_Consigne 1:_ Extrayez des données ci-dessous chaque ligne qui contient la chaîne « hair ».

_Texte du document:_
——
Quand Gandhi prônait la non-violence, il demandait à ses partisans de refuser la confrontation avec les Britanniques. Il exigeait de chacun un comportement identique face à l’envahisseur, une immobilité de masse. Je crois qu’il est temps d’opposer à nos adversaires d’aujourd’hui une diversité de masse. Nous ne devons pas tous nous comporter de la même façon, mais, au contraire, manifester un foisonnement qui déroute toutes les prévisions et toutes les tentatives de contrôle. Manifester dans les rues, serrés comme des soldats, c’est jouer le jeu de ceux qui veulent simplifier le monde pour mieux le dominer. Nous devons leur opposer la guérilla créative. En multipliant les liens entre nous, nous démultiplierons la complexité sociale et serons capables de surprendre, en échappant aux schémas stéréotypés qui supposent de notre part un faible niveau d’individuation. Nous devons devenir imprévisibles, ingérables pour le système habitué à manager des soldats à peine plus cérébrés que les fourmis ouvrières (cette stratégie n’est pas sans rappeler celle décrite par Ayerdhal dans La Bohème et l’Ivraie.)
La complexification sociale est une forme de résistance non-violente. Elle s’oppose au désir de simplification de tous ceux qui veulent assoir leur pouvoir. Complexification de l’information, de la réflexion, des échanges, des relations… Nous ne devons pas plus dépendre de l’État que de quelques amis, mais densifier notre réseau relationnel pour pouvoir nous raccrocher à une multitude de fils.
L’État providence est tout aussi dangereux que l’entreprise providence. Toute structure qui prétend nous sauver à elle seule est dangereuse. Nous devons multiplier les liens, ne pas en privilégier un en particulier (le secteur privé de la droite, le secteur public de la gauche).
——
_Données de travail:_
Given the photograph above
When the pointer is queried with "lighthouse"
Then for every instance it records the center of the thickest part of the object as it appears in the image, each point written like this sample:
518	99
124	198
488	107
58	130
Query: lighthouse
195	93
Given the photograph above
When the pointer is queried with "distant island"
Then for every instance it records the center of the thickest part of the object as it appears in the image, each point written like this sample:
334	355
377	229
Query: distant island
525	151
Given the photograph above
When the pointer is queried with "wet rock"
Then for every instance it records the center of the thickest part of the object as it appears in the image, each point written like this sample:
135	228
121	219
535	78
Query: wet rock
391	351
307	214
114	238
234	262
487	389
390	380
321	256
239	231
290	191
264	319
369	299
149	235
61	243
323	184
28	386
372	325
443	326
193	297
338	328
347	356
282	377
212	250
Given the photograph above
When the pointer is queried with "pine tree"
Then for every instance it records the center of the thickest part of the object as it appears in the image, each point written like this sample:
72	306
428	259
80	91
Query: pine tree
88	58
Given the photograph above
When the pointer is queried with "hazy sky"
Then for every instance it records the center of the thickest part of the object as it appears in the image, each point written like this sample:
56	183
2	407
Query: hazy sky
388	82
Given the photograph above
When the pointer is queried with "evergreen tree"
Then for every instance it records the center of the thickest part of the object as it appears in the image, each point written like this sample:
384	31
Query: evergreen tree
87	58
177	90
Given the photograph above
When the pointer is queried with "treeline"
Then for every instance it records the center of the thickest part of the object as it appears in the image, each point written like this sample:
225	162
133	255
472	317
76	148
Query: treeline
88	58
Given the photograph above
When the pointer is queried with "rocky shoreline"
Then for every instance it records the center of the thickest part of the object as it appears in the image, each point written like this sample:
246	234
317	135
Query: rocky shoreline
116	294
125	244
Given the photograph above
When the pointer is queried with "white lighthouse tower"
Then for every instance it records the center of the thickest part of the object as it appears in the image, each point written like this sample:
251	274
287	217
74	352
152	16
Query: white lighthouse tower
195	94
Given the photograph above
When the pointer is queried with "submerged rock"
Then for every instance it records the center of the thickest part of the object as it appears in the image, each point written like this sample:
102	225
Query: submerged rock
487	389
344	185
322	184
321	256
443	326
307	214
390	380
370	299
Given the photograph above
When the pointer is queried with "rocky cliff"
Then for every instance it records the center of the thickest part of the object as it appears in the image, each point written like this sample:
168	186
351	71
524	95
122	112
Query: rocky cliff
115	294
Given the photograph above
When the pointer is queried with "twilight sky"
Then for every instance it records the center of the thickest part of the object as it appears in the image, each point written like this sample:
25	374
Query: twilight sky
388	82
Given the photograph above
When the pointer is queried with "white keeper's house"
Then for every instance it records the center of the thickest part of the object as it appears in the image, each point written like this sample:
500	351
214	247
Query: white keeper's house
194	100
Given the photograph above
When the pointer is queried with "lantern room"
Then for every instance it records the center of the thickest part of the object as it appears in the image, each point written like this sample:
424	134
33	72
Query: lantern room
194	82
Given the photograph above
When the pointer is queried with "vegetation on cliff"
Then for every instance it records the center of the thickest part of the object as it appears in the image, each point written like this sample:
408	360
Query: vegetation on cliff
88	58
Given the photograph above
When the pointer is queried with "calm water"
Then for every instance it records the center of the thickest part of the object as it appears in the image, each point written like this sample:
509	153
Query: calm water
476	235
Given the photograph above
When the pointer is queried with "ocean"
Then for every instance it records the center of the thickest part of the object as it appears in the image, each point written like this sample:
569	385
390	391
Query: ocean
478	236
——
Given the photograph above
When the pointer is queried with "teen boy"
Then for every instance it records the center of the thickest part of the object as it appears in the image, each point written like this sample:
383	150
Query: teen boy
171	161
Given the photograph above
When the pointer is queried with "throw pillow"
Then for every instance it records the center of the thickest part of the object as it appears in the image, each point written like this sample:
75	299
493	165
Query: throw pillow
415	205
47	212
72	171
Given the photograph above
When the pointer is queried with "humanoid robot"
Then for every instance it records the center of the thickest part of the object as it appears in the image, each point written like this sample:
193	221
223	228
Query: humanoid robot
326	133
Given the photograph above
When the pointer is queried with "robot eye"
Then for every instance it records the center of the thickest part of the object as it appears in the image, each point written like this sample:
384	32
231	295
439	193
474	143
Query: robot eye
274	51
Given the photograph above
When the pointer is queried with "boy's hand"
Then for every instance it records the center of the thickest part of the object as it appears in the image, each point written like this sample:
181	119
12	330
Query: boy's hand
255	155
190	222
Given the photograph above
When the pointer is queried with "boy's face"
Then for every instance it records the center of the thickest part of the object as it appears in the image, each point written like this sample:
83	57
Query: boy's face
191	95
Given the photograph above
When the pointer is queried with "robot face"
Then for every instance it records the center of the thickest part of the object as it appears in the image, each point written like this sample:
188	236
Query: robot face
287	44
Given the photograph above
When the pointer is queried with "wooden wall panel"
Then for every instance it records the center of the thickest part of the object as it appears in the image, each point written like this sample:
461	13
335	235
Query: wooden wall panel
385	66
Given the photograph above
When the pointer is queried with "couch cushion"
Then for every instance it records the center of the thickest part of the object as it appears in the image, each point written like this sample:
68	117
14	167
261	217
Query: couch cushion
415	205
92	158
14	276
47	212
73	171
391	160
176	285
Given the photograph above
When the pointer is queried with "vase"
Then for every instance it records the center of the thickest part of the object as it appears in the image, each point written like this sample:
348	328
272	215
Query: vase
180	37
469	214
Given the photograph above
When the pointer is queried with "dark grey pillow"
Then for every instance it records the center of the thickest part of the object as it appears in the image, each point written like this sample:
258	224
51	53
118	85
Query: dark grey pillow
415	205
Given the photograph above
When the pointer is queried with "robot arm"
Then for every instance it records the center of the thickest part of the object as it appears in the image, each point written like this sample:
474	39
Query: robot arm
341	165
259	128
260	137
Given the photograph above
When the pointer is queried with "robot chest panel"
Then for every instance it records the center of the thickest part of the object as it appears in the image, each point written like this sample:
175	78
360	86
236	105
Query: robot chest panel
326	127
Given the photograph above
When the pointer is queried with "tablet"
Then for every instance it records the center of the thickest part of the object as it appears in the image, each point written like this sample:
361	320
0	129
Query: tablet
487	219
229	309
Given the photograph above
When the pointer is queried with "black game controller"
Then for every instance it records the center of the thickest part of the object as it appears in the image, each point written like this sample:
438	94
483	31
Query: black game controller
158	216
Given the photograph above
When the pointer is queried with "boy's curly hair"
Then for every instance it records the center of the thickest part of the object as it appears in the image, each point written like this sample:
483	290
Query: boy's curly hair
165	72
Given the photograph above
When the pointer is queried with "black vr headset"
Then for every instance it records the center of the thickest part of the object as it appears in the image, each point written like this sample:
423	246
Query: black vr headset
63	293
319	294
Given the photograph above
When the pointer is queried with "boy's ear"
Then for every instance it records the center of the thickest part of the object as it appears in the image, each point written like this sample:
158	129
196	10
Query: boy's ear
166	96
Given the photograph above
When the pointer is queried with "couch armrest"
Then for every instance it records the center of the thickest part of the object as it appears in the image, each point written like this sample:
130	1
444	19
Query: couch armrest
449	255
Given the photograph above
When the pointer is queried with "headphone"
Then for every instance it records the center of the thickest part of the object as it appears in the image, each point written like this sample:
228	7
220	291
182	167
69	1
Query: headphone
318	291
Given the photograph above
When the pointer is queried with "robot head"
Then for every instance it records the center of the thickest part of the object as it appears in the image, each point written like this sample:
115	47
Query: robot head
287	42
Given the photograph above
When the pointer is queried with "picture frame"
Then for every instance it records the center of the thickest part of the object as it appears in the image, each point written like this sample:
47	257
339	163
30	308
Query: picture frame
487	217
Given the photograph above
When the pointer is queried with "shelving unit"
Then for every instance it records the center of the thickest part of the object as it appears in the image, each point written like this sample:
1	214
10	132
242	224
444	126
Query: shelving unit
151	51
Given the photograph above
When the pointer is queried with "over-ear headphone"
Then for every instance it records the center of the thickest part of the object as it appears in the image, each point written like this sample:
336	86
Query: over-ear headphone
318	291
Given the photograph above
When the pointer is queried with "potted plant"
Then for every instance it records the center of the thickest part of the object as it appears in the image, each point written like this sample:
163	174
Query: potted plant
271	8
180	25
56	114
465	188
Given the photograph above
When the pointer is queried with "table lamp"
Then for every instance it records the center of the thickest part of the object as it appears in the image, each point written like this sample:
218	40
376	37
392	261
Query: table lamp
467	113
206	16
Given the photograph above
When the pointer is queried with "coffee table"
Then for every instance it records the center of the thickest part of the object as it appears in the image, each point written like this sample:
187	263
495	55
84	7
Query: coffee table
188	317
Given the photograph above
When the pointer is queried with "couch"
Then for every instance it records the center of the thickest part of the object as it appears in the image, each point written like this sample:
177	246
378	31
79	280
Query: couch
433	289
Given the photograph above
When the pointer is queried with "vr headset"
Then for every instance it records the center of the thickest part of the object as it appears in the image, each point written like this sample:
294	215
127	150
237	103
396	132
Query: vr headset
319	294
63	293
——
_Consigne 2:_ Dans le texte sur la résistance non-violente, relevez tous les domaines cités dans la phrase qui détaille la complexification.

_Résultat 1:_
When the pointer is queried with "boy's curly hair"
Query: boy's curly hair

_Résultat 2:_ l'information, la réflexion, les échanges, les relations